[Record set]:
-- Opening Marker --
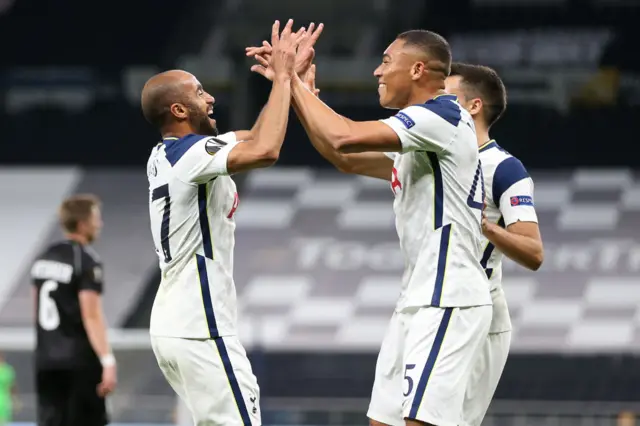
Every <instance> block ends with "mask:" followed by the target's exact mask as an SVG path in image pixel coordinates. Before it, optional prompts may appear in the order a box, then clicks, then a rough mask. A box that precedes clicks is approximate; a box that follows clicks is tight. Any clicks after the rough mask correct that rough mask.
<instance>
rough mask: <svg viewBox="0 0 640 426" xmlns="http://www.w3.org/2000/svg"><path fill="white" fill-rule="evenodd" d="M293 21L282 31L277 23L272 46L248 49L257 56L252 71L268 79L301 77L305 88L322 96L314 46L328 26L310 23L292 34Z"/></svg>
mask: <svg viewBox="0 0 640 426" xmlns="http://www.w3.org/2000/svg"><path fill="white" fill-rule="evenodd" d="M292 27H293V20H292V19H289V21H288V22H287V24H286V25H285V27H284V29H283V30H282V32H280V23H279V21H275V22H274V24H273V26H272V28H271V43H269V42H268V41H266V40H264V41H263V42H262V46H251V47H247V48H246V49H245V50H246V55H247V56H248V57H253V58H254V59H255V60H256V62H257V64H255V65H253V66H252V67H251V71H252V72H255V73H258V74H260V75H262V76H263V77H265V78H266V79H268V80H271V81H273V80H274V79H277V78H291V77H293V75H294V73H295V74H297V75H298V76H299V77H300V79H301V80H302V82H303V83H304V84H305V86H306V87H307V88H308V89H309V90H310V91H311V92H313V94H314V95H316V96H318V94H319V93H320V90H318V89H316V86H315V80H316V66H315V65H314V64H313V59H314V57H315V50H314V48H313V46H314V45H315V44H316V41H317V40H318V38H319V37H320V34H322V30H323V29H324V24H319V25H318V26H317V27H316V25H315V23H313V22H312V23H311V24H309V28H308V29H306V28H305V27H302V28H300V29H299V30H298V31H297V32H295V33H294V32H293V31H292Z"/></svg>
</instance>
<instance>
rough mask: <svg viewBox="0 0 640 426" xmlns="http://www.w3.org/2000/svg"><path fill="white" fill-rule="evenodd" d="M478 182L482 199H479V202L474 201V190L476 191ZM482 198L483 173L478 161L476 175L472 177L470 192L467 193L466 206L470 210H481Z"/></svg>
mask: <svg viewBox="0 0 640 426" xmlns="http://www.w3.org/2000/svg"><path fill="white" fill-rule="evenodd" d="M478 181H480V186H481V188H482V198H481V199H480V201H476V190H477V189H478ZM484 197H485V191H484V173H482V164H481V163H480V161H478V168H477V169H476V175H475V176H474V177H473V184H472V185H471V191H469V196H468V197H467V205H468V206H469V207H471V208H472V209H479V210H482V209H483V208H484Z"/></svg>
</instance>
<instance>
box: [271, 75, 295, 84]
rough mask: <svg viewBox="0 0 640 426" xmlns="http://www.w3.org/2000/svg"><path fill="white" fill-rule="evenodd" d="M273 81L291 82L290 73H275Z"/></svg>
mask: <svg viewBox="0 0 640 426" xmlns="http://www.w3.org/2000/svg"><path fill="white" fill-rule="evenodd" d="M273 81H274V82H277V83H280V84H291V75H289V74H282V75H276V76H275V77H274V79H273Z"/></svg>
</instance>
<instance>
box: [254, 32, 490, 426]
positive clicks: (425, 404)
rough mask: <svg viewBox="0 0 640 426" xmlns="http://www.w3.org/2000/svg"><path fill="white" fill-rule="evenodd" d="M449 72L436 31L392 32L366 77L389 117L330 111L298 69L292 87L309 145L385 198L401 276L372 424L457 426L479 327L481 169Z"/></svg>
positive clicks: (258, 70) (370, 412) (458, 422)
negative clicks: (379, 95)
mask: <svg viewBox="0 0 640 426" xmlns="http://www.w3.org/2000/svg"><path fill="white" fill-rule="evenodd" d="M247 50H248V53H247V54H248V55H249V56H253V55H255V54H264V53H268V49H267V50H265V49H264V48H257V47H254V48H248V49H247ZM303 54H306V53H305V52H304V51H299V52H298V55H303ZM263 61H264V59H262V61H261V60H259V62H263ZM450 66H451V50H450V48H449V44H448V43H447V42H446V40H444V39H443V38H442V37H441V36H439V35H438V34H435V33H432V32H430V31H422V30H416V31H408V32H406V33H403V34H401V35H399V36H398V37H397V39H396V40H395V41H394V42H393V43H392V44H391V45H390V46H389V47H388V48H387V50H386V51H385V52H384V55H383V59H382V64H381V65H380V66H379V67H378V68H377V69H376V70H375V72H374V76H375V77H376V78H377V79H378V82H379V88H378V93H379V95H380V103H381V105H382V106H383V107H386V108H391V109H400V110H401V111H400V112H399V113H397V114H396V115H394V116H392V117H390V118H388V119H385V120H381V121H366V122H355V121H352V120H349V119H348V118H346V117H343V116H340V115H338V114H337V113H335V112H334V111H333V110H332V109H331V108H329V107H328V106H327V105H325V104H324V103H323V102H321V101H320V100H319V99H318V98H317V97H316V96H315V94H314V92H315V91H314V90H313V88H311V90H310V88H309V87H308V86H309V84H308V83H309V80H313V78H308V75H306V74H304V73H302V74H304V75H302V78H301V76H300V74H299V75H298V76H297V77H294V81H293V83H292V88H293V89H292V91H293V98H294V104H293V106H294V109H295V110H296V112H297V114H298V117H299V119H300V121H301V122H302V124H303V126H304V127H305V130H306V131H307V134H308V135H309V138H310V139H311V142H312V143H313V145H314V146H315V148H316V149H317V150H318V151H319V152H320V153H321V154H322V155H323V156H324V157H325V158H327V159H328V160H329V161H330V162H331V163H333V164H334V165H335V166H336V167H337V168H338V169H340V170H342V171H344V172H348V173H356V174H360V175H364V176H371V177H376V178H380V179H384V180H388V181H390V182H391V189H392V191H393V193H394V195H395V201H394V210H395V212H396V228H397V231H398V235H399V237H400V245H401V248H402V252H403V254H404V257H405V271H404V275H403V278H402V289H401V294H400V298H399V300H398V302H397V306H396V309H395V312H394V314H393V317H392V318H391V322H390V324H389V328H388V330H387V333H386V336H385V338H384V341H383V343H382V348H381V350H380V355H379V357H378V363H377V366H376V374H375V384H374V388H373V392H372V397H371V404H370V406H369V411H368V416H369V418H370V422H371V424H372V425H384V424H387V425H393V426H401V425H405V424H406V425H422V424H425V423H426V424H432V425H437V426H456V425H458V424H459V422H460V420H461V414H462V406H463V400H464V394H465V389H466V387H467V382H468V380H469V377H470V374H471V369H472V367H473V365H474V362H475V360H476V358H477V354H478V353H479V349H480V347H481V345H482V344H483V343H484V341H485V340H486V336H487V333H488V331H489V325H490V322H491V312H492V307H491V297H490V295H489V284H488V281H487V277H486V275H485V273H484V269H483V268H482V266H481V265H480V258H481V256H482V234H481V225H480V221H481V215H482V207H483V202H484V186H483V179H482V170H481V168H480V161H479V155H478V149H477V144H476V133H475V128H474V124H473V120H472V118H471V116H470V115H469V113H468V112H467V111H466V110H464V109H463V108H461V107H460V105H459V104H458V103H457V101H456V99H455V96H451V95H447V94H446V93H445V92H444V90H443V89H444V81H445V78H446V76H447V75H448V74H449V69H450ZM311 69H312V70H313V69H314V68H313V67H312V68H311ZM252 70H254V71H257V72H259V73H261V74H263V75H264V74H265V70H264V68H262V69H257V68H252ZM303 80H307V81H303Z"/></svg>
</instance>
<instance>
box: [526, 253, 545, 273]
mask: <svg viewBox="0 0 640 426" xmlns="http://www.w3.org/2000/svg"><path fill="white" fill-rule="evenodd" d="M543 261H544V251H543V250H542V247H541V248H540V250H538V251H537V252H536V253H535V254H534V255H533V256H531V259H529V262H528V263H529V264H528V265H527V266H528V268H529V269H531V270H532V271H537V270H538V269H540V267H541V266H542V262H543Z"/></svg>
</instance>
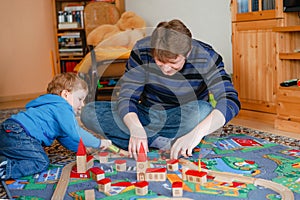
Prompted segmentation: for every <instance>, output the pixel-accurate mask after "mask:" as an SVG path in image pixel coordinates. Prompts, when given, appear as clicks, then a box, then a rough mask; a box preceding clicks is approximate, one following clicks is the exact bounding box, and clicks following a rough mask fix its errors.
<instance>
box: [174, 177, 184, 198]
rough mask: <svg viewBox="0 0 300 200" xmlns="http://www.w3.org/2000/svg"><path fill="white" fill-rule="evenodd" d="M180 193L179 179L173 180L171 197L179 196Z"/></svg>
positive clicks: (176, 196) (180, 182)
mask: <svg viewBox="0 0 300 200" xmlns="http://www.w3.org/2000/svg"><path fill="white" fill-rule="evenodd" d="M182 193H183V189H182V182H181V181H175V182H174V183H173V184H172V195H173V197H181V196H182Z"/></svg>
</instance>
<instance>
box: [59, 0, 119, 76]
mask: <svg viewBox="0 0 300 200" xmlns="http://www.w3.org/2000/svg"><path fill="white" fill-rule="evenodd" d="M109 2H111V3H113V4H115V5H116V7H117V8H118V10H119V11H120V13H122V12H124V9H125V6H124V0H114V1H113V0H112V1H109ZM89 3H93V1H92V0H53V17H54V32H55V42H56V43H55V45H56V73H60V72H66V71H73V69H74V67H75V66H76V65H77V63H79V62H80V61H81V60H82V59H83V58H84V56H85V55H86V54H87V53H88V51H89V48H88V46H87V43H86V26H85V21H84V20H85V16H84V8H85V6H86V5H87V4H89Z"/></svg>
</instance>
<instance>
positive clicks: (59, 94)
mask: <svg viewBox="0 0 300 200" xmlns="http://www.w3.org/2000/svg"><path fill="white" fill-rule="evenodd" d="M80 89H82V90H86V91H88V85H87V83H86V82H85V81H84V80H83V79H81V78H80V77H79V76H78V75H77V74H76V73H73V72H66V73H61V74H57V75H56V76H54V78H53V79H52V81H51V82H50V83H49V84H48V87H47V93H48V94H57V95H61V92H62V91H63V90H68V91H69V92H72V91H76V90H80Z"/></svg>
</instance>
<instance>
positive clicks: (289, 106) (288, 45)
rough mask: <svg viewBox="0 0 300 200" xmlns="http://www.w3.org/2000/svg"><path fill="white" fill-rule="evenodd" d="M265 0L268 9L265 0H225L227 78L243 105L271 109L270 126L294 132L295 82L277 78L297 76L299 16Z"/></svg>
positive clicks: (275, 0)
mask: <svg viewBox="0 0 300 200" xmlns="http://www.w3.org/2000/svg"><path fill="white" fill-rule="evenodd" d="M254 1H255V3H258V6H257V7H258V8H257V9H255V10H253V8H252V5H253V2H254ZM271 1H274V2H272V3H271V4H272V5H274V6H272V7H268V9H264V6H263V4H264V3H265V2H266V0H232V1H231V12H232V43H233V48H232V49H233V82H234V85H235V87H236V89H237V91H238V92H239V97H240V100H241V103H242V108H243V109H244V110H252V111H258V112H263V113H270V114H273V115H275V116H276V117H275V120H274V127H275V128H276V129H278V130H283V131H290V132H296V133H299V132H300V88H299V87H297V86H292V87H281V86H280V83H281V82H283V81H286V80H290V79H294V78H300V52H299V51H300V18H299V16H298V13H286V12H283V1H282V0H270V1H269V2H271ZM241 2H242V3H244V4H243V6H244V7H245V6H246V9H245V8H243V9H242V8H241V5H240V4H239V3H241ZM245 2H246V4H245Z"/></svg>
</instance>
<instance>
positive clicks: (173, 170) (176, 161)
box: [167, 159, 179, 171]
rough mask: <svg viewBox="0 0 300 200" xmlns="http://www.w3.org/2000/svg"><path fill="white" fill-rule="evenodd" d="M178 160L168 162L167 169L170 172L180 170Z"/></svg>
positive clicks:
-- Closing Marker --
[What you will do]: In the records above, retype exactly the lines from the one with "160L168 162L167 169L170" through the last one.

[Output of the task]:
rough mask: <svg viewBox="0 0 300 200" xmlns="http://www.w3.org/2000/svg"><path fill="white" fill-rule="evenodd" d="M178 160L168 162L167 169L170 172L180 170Z"/></svg>
positive clicks:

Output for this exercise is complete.